(Location labeling records)
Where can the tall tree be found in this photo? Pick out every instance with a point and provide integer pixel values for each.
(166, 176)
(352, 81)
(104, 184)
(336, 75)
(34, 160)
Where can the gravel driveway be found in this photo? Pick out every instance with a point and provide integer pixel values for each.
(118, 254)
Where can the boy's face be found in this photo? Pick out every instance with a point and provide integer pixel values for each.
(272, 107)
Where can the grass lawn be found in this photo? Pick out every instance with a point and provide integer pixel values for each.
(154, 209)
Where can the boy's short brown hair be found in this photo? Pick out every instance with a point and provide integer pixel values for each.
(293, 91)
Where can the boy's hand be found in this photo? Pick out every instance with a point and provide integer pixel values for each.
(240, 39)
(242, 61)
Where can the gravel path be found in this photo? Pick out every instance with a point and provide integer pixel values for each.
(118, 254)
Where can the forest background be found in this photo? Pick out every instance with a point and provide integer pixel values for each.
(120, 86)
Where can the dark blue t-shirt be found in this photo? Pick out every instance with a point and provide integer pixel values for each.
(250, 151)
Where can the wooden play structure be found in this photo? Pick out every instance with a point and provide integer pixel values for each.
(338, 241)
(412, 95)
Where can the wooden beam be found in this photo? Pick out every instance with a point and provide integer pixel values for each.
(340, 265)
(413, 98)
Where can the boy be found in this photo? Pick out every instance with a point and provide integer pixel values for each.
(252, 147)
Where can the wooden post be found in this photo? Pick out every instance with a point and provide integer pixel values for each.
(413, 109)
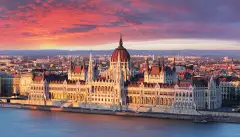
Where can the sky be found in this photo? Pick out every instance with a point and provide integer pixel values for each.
(97, 24)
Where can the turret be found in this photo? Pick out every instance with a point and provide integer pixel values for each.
(90, 68)
(163, 66)
(174, 65)
(119, 69)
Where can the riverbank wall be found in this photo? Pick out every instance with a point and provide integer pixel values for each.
(209, 116)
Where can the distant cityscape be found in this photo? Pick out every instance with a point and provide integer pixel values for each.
(119, 81)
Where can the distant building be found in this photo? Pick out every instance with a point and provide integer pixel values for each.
(119, 89)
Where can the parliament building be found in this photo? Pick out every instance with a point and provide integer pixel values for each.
(159, 90)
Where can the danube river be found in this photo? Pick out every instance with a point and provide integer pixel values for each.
(26, 123)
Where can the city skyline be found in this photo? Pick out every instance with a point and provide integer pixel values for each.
(153, 24)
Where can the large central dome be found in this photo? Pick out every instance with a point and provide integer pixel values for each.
(124, 55)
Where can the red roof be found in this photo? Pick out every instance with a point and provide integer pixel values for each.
(38, 78)
(77, 69)
(124, 55)
(155, 71)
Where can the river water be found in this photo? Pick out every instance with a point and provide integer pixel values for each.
(26, 123)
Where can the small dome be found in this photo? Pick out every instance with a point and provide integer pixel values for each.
(124, 55)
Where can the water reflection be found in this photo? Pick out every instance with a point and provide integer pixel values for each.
(58, 124)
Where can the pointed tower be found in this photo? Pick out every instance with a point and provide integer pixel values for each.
(70, 69)
(120, 82)
(90, 69)
(163, 66)
(119, 69)
(174, 65)
(162, 73)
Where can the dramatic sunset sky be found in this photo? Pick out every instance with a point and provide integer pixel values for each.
(96, 24)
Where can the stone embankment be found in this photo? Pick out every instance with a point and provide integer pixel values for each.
(205, 115)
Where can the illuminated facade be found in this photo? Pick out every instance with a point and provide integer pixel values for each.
(114, 89)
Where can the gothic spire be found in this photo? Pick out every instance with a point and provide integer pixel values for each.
(120, 41)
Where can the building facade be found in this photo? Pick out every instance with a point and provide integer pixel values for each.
(115, 90)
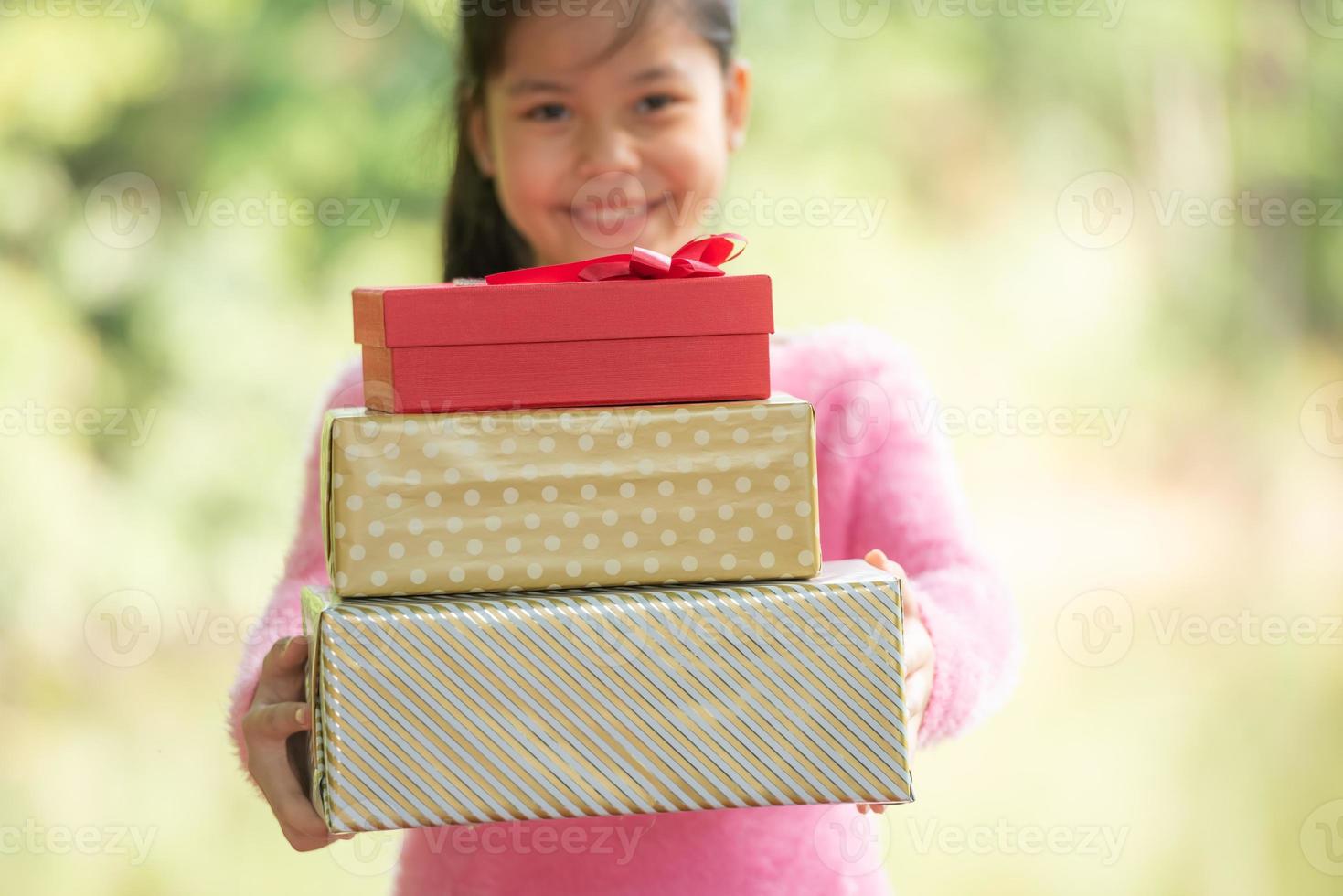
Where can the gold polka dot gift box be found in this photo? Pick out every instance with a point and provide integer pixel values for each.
(570, 498)
(606, 701)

### [WHAT IS EXPECTED]
Find the line containing "Where can the illuminated" in the listing above. Restate it and every line after it, word for word, through the final line, leaving out the pictures.

### [FULL OUTPUT]
Where can the illuminated facade be found in this photo? Pick out every instance with a point and provide integer pixel values for each.
(114, 89)
Where can the gothic spire be found in this photo? Pick out every instance with a point and provide integer pixel values for each.
(120, 41)
Where can the building facade be found in this photo? Pick out every instance with a point and provide integer pixel values for each.
(115, 90)
Where can the gold polka dot gift box be found in this photo? Pick out every instance with a point and provide integer pixel values for each.
(570, 498)
(606, 701)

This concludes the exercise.